> Task objective: Find the lines below that contain the string "trailer". Copy each one.

*** Data shown Section Begins ***

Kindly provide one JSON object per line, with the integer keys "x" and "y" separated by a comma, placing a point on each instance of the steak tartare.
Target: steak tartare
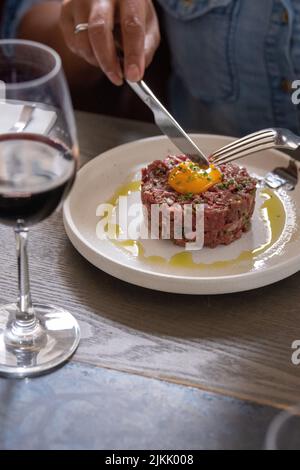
{"x": 228, "y": 205}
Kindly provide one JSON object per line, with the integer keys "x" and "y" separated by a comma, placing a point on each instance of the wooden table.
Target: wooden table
{"x": 153, "y": 370}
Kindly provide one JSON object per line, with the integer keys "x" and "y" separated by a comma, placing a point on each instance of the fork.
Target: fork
{"x": 261, "y": 140}
{"x": 24, "y": 119}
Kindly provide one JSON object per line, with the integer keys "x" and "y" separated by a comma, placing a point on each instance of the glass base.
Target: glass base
{"x": 55, "y": 338}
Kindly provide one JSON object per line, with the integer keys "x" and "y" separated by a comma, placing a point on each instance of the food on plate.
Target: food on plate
{"x": 227, "y": 192}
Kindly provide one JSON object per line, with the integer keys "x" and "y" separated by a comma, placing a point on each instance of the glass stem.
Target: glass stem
{"x": 25, "y": 316}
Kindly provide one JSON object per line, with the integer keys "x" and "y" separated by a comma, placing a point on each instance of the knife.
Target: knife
{"x": 168, "y": 125}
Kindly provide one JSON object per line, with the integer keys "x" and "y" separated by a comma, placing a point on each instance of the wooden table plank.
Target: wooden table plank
{"x": 238, "y": 345}
{"x": 83, "y": 407}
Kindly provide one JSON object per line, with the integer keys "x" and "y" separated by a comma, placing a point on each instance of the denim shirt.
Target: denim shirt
{"x": 13, "y": 12}
{"x": 233, "y": 63}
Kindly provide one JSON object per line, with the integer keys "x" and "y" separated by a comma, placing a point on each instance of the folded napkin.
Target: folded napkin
{"x": 41, "y": 122}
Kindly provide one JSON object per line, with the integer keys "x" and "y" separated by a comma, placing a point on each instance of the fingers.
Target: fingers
{"x": 133, "y": 27}
{"x": 74, "y": 12}
{"x": 152, "y": 39}
{"x": 101, "y": 26}
{"x": 83, "y": 46}
{"x": 139, "y": 30}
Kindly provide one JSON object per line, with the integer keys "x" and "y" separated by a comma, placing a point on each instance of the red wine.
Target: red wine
{"x": 36, "y": 174}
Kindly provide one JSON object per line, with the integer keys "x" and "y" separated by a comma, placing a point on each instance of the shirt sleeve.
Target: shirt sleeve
{"x": 13, "y": 12}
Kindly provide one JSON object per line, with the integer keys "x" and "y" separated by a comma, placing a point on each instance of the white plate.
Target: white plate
{"x": 100, "y": 178}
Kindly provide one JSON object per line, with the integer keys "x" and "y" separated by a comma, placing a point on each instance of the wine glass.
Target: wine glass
{"x": 38, "y": 161}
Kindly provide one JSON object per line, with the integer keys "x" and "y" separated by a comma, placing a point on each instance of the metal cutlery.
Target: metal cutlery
{"x": 263, "y": 140}
{"x": 252, "y": 143}
{"x": 168, "y": 125}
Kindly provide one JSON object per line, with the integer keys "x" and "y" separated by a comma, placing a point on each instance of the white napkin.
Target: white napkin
{"x": 41, "y": 123}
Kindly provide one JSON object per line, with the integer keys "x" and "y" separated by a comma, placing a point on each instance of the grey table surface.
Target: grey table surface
{"x": 153, "y": 370}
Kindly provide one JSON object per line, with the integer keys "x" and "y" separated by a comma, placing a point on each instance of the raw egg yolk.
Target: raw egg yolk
{"x": 188, "y": 177}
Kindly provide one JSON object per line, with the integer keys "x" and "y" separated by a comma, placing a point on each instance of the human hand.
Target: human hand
{"x": 139, "y": 31}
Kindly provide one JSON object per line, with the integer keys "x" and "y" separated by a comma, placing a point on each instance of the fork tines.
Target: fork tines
{"x": 260, "y": 140}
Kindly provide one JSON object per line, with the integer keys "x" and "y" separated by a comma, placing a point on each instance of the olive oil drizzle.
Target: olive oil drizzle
{"x": 272, "y": 213}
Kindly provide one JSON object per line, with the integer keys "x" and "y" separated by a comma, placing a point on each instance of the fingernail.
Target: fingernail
{"x": 116, "y": 79}
{"x": 133, "y": 73}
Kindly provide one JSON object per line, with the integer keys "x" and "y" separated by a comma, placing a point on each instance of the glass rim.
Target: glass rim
{"x": 37, "y": 81}
{"x": 271, "y": 441}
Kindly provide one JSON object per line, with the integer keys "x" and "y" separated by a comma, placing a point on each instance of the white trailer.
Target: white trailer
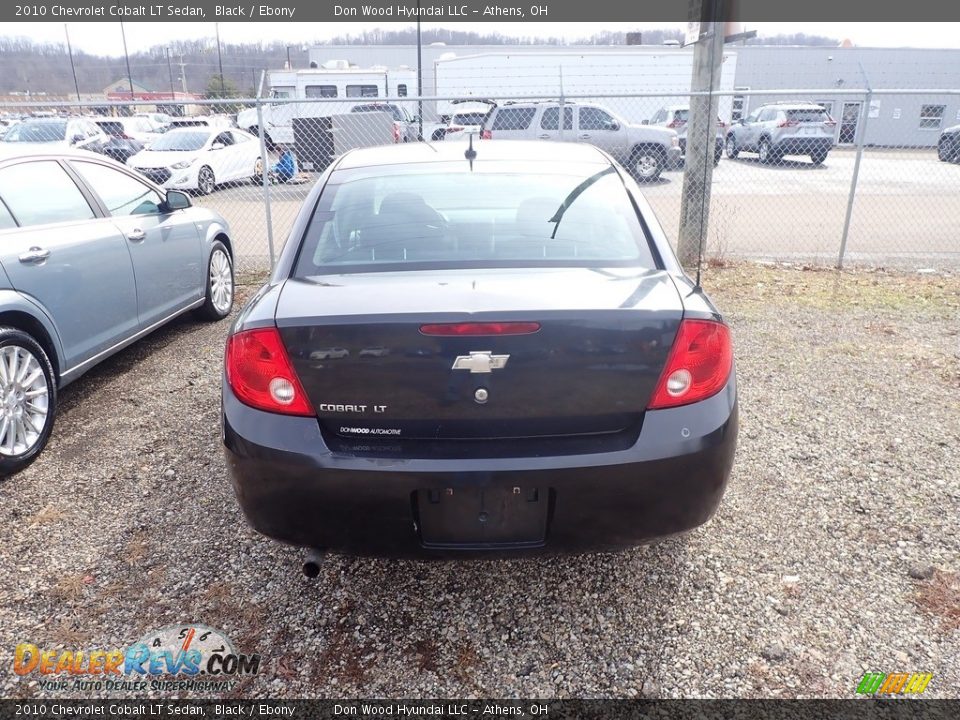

*** Data shown Section Ends ***

> Completed exercise:
Kindly provide one JSON object per line, with the integer keys "x" and "y" separated by a comma, placing a point on each instance of the white trailer.
Target: white trailer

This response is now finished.